> _Verilen metin_:

Prostanna antik kenti, Eğirdir Gölü'nün güneybatı
ucunda; Davras Dağı'nı kuzeydoğusundaki tepeye
bağlayan dar bir arazi üzerinde ve esas olarak
tepenin güney ve güneybatısına inşa edilmiştir.
Antik kentte sınır duvarları ve bazı bina temelleri
vardır. Akropolis şehri 200 metre yükseklikte
kurulmuştur.
Prostanna Antik Kenti’nin levhasını görür görmez bu
tarihi mekanı görmek istedik. Ancak hem yol
şartlarının uygun olmaması hem de vaktimizin
yetersiz olması sebebi ile bir dahaki sefere diyerek
yolumuza devam ettik. Akpınar seyir
terası idi bir sonraki durağımız. Eğirdir ilçesi
ayaklarımızın altındaydı. Bu doğa harikası yeri bir
bahar günü tekrar ziyaret etmeye karar verdik.

> _Kaynak alıntısı_:
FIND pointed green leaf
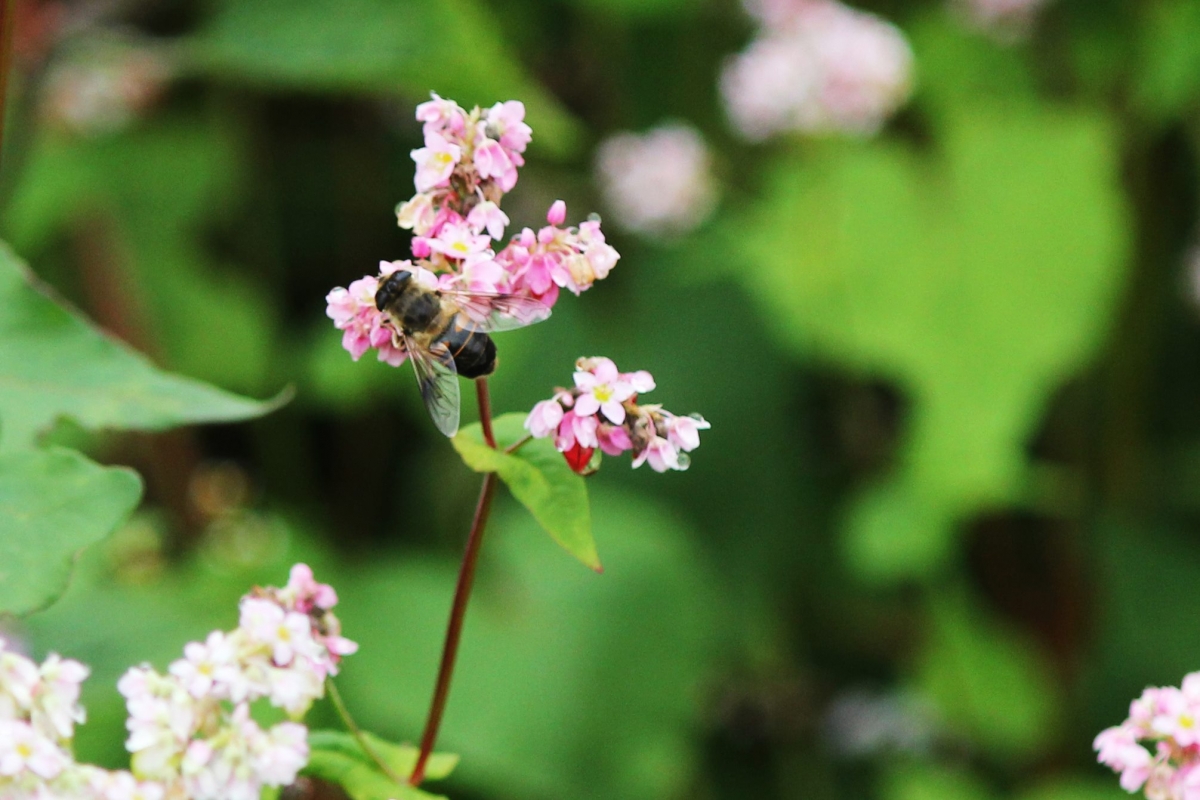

> _Alıştırma yönergesi_: Prostanna antik kentini anlatan metnin "Prostanna antik kenti, Eğirdir" ifadesinden başlayıp "güneybatısına inşa edilmiştir." ifadesine kadar (bu ifade dahil) uzanan bölümünü, "dar" sözcüğünü "geniş" ile değiştirerek yeniden yazınız.

> _Yazılı yanıt_:
Prostanna antik kenti, Eğirdir Gölü'nün güneybatı
ucunda; Davras Dağı'nı kuzeydoğusundaki tepeye
bağlayan geniş bir arazi üzerinde ve esas olarak
tepenin güney ve güneybatısına inşa edilmiştir.